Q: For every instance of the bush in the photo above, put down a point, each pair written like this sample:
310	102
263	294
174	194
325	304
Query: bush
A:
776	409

·····

▸ **Description of the task**:
Look for the string "bush" in the listing above and copy every line holding it.

▸ **Worked solution**:
Q: For every instance of the bush in the photo above, put down a point, each pair written like this sample:
Query: bush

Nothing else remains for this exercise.